■ **EXERCISE PROMPT**
Leave out the pictures and restate the rest of the data exactly.

Stored data entries:

====

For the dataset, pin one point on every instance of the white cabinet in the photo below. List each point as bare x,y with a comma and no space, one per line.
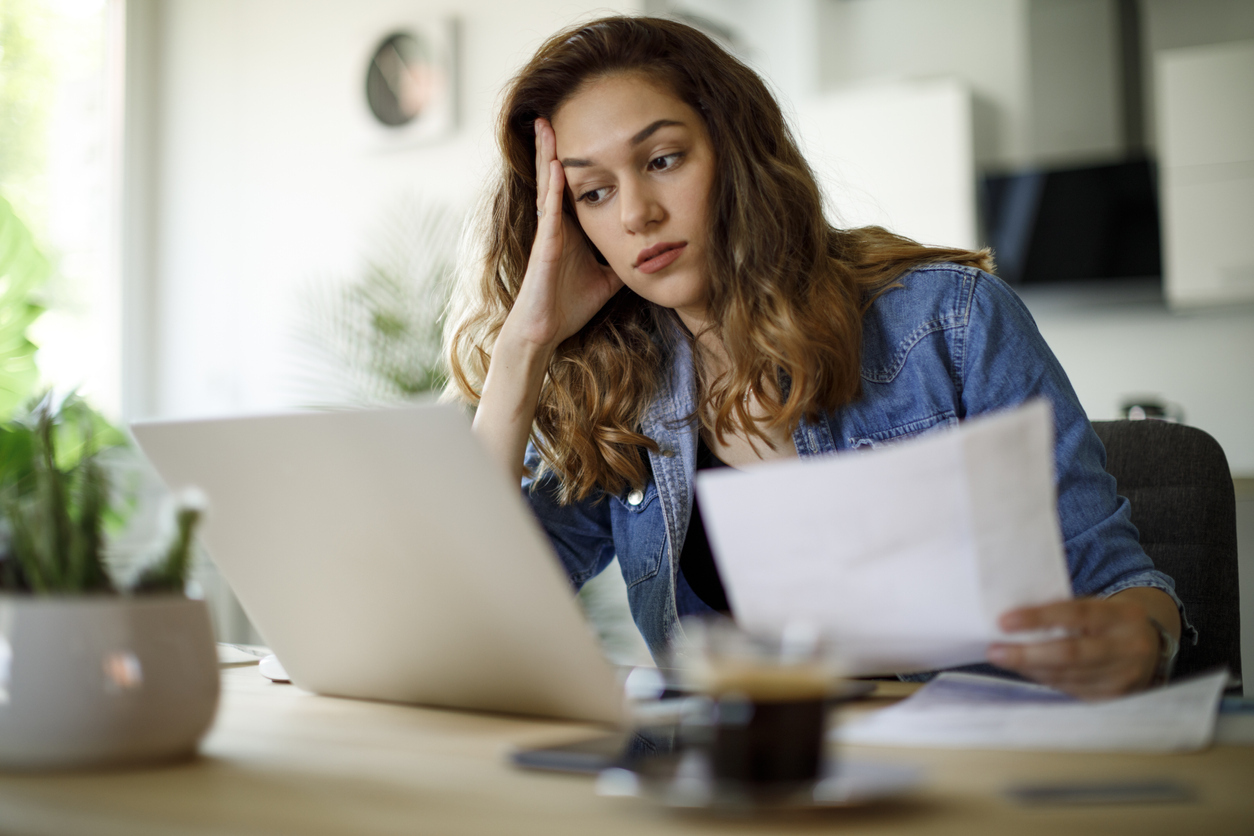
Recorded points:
1205,113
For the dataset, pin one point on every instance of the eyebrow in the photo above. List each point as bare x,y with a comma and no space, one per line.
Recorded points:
574,162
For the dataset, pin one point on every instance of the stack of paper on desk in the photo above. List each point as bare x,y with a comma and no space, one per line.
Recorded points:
906,555
966,711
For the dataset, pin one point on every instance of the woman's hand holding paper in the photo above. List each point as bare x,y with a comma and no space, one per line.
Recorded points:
1111,646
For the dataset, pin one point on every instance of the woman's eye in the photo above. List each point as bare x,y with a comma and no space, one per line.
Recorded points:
593,196
665,162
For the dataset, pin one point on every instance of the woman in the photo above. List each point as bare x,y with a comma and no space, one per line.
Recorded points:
660,291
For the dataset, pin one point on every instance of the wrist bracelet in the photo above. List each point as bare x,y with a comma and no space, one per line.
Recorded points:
1168,649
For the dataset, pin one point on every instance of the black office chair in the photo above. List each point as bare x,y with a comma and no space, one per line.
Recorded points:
1178,480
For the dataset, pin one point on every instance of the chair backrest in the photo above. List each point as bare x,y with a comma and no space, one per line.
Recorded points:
1178,480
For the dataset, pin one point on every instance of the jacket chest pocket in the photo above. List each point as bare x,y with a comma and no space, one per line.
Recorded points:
640,533
902,431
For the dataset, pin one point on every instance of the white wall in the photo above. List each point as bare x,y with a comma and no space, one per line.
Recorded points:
268,177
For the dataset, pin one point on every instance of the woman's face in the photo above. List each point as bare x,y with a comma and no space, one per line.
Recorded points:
638,167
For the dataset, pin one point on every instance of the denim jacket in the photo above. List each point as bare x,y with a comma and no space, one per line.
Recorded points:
949,344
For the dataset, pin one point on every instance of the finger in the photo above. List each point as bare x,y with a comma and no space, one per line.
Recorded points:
543,154
1080,616
551,222
1107,681
1071,653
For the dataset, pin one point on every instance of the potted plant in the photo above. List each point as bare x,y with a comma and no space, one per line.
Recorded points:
93,672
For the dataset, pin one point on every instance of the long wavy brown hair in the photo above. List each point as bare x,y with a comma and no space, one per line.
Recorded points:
788,291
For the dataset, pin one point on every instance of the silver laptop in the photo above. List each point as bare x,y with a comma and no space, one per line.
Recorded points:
381,554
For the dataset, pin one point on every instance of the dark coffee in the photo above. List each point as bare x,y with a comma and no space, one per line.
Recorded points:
766,742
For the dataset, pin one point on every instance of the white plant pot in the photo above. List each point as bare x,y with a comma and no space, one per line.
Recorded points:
92,681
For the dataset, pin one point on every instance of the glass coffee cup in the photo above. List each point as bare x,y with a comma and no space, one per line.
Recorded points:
764,702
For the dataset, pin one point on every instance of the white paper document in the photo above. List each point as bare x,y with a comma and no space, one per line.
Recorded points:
904,555
966,711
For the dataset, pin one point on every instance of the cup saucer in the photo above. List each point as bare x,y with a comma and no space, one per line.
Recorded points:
685,781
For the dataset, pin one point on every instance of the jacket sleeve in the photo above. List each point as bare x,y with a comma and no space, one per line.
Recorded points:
1005,360
581,533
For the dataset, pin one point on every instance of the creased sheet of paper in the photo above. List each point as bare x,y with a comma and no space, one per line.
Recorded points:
907,554
966,711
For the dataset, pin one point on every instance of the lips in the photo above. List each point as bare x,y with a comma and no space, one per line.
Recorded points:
658,256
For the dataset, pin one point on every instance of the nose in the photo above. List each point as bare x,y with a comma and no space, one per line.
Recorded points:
640,207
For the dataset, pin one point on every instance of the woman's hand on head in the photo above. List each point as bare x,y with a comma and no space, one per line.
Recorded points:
1111,646
564,285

====

■ **RESPONSE AREA**
For the dataset, pin one point on every instance of the white cabinet in the photo below. List each point as bare x,y with a comma and no space, one per line.
Recorded points:
1205,113
For the dataset, pin one point on every instance of the eyebrow in the photo above. List each point as bare x,y with a comma and no space, one per line.
Recorded points:
574,162
For the dataset, pin one point on every instance of the stack of paper on desk in the photo above. List each point as bare x,y with a comma and no space, one per line.
Recorded points:
906,555
966,711
For the dataset, pin one point on every instance of the woman's hand holding paper in the photo above. List each point as bare x,y with a comma and no space, one per line.
Recorded points:
1111,646
For the dataset, pin one point on every instance of the woman's eye in the photo above. List each point as bare x,y with a comma and no space, one per line.
Recorded points:
593,196
665,162
For the dataset, pin one point on every instance of the woman in the photo above. List each point as bare x,y with a comma and no space, one per line.
Recorded points:
660,291
For the dataset, pin one point on every instance of the wrist bracelet in the photo above. List each point as bare x,y with a comma and no space, one per line.
Recorded points:
1168,649
For the dataset, pin one point on every instance of the black office chair in the photo above. List each point as bare x,y with a comma and no space, one per line.
Recorded points:
1178,480
For the dataset, pin one point on every instance of the chair backrest in the photo above. List each point as bare x,y with a comma and no space, one per line.
Recorded points:
1178,480
For the dataset, pin one point on every instance of the jacket chest pocket in the photo above. List each point as bare x,y with a comma and no space, one per line.
Recorded points:
640,533
902,431
For the dataset, pin one point on every instance of the white wall in the photo above. List each point as bare x,y with a comma and no space, one per line.
Recorded points:
268,177
For the dataset, pin one point on every instance of the woman's face in the photo above. List each point as bare x,y with a comma and no space, one per line.
Recorded points:
638,167
For the dataset, pin one point on every instance of the denim jacket in the photo above. List each point as bare x,y with a comma and no space, one per line.
Recorded points:
949,344
For the dataset, pin one point on every instance of the finger in the photo above. List each point as bare x,y with a comma and no space, one per line.
Recorded points:
543,154
1080,616
551,222
1107,681
1071,653
For the dataset, pin one point on every instance of the potted plant in the photo above. List each point as bare x,y with a comma and no space, one per line.
Recorded points:
93,672
For the dataset, pin one point on every instance of the long wavy brown hair in the photo above. List each point as bare x,y with a comma and no space, one per line.
Recorded points:
788,291
For the dataset, pin one point on every instance of the silver laptop in the photo above. List each point as bare x,y with a comma and no space, one per line.
Recorded points:
381,554
For the dataset, pin one point on every instance of the dark coffee in the photo above. List each point as bare x,y with a comma and no space, one per line.
Recorded points:
766,742
For the dataset, pin one point on every instance of the white plant pot in the photo above. List each point as bare x,y with a comma and no space, one per line.
Recorded points:
92,681
For the dataset, pin one point on every instance of the glass coffee cup in the photo above. List each point as bare x,y with a comma and no space, one per line.
Recorded points:
764,702
For the dataset, pin one point on every instance of the white paper document in the photo above. List each point as bare x,y with a comma and no space, one per line.
Recorded points:
904,555
966,711
For the dataset, pin one point on every instance of the cup saucer in the photo above. List each point as bare x,y with a comma and no space, one per line.
Recorded points:
685,781
For the dataset, pin one point on every instance of the jacket sleeve in the photo above. List each point as bare x,y with a comma and no space, one per line.
Recorded points:
1005,360
581,533
For the dataset, pin one point on every instance of the creased sheet of paper in the photo above. List each point as bare x,y with a comma and no space, one per line.
Recorded points:
907,554
966,711
For the dataset, pin one point on every instance of the lips in the photo above. List each point as bare x,y with a comma and no space, one per line.
Recorded points:
658,256
For the dataset, pin one point on every instance of the nose in the photo above. List each point as bare x,y with a comma and no space, one per line.
Recorded points:
640,207
For the dataset, pin one point on every instance of the woman's hand on head in the photo above. List each point as bare x,y with a comma and no space, one per line.
Recorded points:
1111,646
564,285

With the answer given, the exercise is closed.